> Fragmento
◆ ◆ ◆
A lo que iba: ¿puede ser que esta premisa ya no sirva del todo? Porque ahora existen Instagram y TikTok, herramientas al servicio del mercado, ventanas tan globales como homogeneizadoras; porque, si hacemos caso a la filósofa Margot Rot, las redes condicionan no solo nuestras expectativas sino algo mucho más íntimo, como nuestro deseo. De los nacidos ya en la era smartphone, en cualquier punto del planeta, ¿se puede esperar que estén libres de aspirar a un Lambo y a unos pectorales por los que podría surcar un afluente del Tajo?
No sé cómo pasó. Ayer abrí Instagram y ahí estaba: mi peor pesadilla. Ya saben que las fronteras de ese país mínimo que conformamos cada uno y su teléfono móvil se mueven a golpe de lupa, y no sé qué debí buscar en la aplicación para terminar aquí. Dos niños, hermanos, 13 y 14 años, contaban su heroicidad, “a pesar del tiempo que les quitaba el cole”. Sin referentes de su edad también ellos, pensaban que nadie los tomaría en serio, proveedores, compradores; tuvieron que aprovechar viajes familiares a EE UU para importar de extranjis cajas y cajas de una bebida energética entonces sin distribución en España, que vendían a padres de amigos para financiar su idea. Pero, al final de esa dura senda, privándose de horas de FIFA o Call of Duty, estaba la meta anhelada. Lo habían logrado. ¡Habían sacado su propia marca de ropa! Ya son emprendedores.
El vídeo (tuve que buscar el podcast entero para cerciorarme de que no era producto de una inteligencia artificial maliciosa) lo había subido con sorna la cuenta de un cómico, Marc Biarnés (@nosoloviernes2), que bromeaba con llamar a los servicios sociales. Pero en los comentarios de su publicación el debate era muy vivo: ¿futbolistas o bailarines profesionales de 13 años sí, pero empresarios no? ¿Cuán natural puede ser en dos críos esa retórica de supuesto sacrificio y mérito en aras de un fin tan socialmente validado como ganar la mayor cantidad de pasta posible?
◆ ◆ ◆
Registros almacenados
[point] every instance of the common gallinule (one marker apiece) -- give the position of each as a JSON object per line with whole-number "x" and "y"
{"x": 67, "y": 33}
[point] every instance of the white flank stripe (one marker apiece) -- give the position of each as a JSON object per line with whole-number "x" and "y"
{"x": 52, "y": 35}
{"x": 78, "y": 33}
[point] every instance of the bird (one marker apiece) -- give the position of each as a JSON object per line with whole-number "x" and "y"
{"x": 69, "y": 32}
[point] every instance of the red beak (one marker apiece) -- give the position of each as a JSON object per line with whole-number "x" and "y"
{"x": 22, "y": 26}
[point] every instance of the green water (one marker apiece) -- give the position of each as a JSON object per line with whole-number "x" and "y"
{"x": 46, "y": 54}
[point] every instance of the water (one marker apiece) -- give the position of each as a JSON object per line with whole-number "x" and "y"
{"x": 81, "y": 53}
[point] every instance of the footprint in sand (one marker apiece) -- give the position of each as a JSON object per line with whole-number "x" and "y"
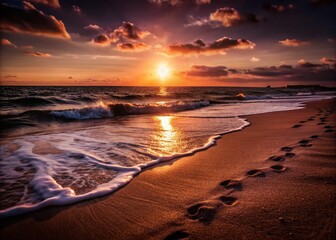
{"x": 204, "y": 212}
{"x": 180, "y": 234}
{"x": 305, "y": 143}
{"x": 287, "y": 149}
{"x": 228, "y": 200}
{"x": 277, "y": 158}
{"x": 232, "y": 184}
{"x": 278, "y": 168}
{"x": 290, "y": 155}
{"x": 255, "y": 173}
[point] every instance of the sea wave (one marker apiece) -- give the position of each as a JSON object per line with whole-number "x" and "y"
{"x": 102, "y": 110}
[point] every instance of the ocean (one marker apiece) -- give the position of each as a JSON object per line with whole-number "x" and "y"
{"x": 61, "y": 145}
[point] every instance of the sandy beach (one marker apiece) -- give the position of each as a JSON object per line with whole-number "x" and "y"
{"x": 276, "y": 179}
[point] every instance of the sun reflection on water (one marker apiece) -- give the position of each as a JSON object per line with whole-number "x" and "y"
{"x": 162, "y": 91}
{"x": 168, "y": 138}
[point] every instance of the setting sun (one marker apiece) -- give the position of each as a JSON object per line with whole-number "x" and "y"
{"x": 163, "y": 71}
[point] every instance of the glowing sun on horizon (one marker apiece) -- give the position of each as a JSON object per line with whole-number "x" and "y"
{"x": 163, "y": 71}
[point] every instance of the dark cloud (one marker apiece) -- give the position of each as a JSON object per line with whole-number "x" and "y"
{"x": 10, "y": 76}
{"x": 30, "y": 20}
{"x": 277, "y": 7}
{"x": 328, "y": 61}
{"x": 51, "y": 3}
{"x": 206, "y": 71}
{"x": 125, "y": 38}
{"x": 6, "y": 42}
{"x": 90, "y": 30}
{"x": 199, "y": 47}
{"x": 76, "y": 9}
{"x": 322, "y": 2}
{"x": 301, "y": 72}
{"x": 133, "y": 47}
{"x": 102, "y": 40}
{"x": 201, "y": 2}
{"x": 38, "y": 54}
{"x": 293, "y": 42}
{"x": 178, "y": 2}
{"x": 231, "y": 17}
{"x": 128, "y": 31}
{"x": 304, "y": 64}
{"x": 170, "y": 2}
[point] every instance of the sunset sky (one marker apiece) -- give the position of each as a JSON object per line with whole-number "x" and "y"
{"x": 168, "y": 42}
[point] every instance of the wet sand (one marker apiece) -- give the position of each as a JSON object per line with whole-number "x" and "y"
{"x": 276, "y": 179}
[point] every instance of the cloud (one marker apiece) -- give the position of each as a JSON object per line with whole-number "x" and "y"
{"x": 322, "y": 2}
{"x": 206, "y": 71}
{"x": 254, "y": 59}
{"x": 51, "y": 3}
{"x": 10, "y": 76}
{"x": 200, "y": 47}
{"x": 329, "y": 61}
{"x": 293, "y": 43}
{"x": 170, "y": 2}
{"x": 92, "y": 27}
{"x": 90, "y": 31}
{"x": 30, "y": 20}
{"x": 38, "y": 54}
{"x": 277, "y": 7}
{"x": 126, "y": 37}
{"x": 202, "y": 21}
{"x": 6, "y": 42}
{"x": 302, "y": 71}
{"x": 133, "y": 47}
{"x": 231, "y": 17}
{"x": 128, "y": 31}
{"x": 304, "y": 64}
{"x": 200, "y": 2}
{"x": 76, "y": 9}
{"x": 102, "y": 40}
{"x": 272, "y": 71}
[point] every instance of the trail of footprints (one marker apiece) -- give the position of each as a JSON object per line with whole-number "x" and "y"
{"x": 205, "y": 211}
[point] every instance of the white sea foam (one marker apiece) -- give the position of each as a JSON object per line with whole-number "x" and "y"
{"x": 89, "y": 162}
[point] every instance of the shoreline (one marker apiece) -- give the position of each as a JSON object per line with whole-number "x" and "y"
{"x": 178, "y": 185}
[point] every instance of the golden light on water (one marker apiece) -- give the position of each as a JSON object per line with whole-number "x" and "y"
{"x": 163, "y": 71}
{"x": 163, "y": 91}
{"x": 167, "y": 137}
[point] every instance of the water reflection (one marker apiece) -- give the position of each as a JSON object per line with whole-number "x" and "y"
{"x": 168, "y": 138}
{"x": 162, "y": 91}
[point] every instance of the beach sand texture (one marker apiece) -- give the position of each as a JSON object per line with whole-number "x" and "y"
{"x": 276, "y": 179}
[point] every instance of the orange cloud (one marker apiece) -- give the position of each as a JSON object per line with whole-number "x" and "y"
{"x": 277, "y": 7}
{"x": 32, "y": 21}
{"x": 128, "y": 31}
{"x": 133, "y": 47}
{"x": 38, "y": 54}
{"x": 76, "y": 9}
{"x": 329, "y": 61}
{"x": 207, "y": 71}
{"x": 102, "y": 40}
{"x": 199, "y": 47}
{"x": 51, "y": 3}
{"x": 293, "y": 43}
{"x": 6, "y": 42}
{"x": 254, "y": 59}
{"x": 231, "y": 17}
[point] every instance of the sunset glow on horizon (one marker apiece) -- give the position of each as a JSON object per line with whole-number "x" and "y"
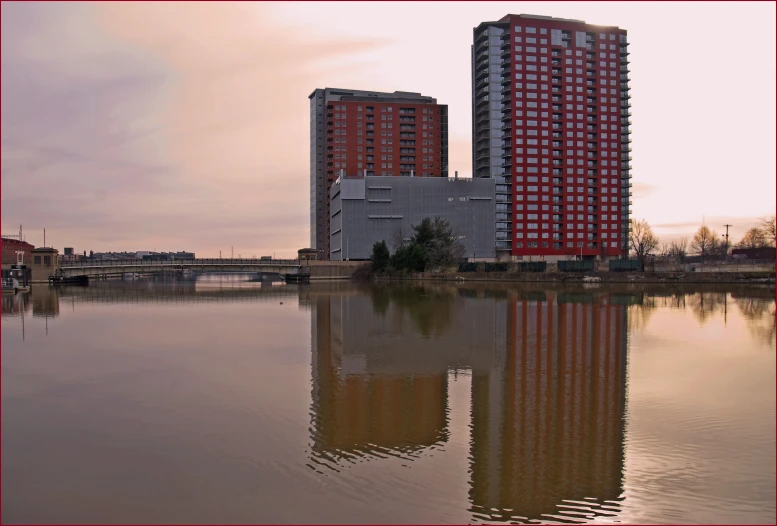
{"x": 185, "y": 126}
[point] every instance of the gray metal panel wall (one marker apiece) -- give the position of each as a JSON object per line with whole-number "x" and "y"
{"x": 392, "y": 205}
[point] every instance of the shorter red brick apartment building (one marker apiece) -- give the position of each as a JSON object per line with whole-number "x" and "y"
{"x": 357, "y": 133}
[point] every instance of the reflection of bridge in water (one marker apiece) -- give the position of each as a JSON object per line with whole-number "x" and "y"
{"x": 139, "y": 266}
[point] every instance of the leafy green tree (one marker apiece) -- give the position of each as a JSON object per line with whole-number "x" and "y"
{"x": 380, "y": 256}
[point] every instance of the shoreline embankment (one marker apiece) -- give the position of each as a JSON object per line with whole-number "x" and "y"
{"x": 739, "y": 278}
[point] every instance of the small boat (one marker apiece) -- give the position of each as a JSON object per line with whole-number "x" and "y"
{"x": 12, "y": 286}
{"x": 68, "y": 280}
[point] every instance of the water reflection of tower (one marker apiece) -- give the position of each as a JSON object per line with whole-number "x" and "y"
{"x": 362, "y": 405}
{"x": 548, "y": 426}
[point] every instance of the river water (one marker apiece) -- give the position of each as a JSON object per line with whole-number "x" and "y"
{"x": 229, "y": 402}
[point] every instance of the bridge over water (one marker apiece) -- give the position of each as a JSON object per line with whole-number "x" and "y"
{"x": 104, "y": 268}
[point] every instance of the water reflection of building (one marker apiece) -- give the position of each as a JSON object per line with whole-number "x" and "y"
{"x": 548, "y": 423}
{"x": 548, "y": 391}
{"x": 367, "y": 403}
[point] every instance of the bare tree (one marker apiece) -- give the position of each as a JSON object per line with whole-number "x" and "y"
{"x": 678, "y": 249}
{"x": 642, "y": 239}
{"x": 753, "y": 238}
{"x": 397, "y": 239}
{"x": 704, "y": 242}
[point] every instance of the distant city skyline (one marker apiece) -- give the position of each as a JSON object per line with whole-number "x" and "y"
{"x": 186, "y": 126}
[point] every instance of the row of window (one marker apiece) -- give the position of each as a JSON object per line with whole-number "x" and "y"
{"x": 570, "y": 170}
{"x": 570, "y": 189}
{"x": 544, "y": 31}
{"x": 388, "y": 109}
{"x": 532, "y": 244}
{"x": 546, "y": 208}
{"x": 544, "y": 42}
{"x": 569, "y": 153}
{"x": 569, "y": 226}
{"x": 570, "y": 217}
{"x": 383, "y": 133}
{"x": 560, "y": 164}
{"x": 570, "y": 180}
{"x": 580, "y": 198}
{"x": 570, "y": 235}
{"x": 579, "y": 53}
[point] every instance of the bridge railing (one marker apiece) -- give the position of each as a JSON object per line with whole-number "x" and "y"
{"x": 174, "y": 263}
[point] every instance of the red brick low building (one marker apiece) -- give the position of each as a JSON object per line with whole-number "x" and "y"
{"x": 11, "y": 246}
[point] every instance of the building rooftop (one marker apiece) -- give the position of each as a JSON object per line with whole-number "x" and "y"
{"x": 378, "y": 96}
{"x": 505, "y": 19}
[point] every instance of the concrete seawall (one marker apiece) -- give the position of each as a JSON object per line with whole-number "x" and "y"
{"x": 759, "y": 278}
{"x": 329, "y": 270}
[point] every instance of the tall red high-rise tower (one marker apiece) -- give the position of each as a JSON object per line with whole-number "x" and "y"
{"x": 550, "y": 110}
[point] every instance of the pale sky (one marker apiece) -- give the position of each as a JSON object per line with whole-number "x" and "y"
{"x": 155, "y": 126}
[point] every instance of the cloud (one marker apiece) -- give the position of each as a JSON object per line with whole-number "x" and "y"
{"x": 686, "y": 229}
{"x": 167, "y": 124}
◆ ◆ ◆
> Conjunto de tareas
a: Según el fragmento sobre los niños emprendedores, ¿qué cuenta subió el vídeo de los dos hermanos?
b: Prolonga el fragmento sobre los niños emprendedores a partir de su último párrafo.

> Respuestas
a: La cuenta del cómico Marc Biarnés (@nosoloviernes2).

b:
Lo comenté en mi entorno, sin saber muy bien si reírme o qué decir, y la respuesta me asustó todavía más: “¿Sabes que son tendencia las rutinas de skincare [cuidado facial] de niñas de 12 años?, ¿que están surgiendo marcas especializadas en cremas antiedad para niñas? Son tan virales que deben monetizar bien”.
¿Cómo se sale de aquí? Por suerte, otro golpe de lupa me llevó al que desde entonces es mi lugar seguro. Se llama Toniki (@sintechohumor), y dice de sí mismo: “No soy masivo, bro”; que hay que tener “cara de cemento armado y alma de Power Point” para ir por ahí diciéndole a la gente que si es pobre es porque quiere; que el problema no es “su mentalidad”, sino que no tiene herencias, un padre con tres casas, enchufes u otra forma de llegar a fin de mes, con un sueldo de 1.300 euros y un alquiler de 1.000. Sigo sin tener idea de qué decir, ni mucho menos de qué hacer. Y sigo bullendo de rencor. Pero, de momento, me quedo en este barrio.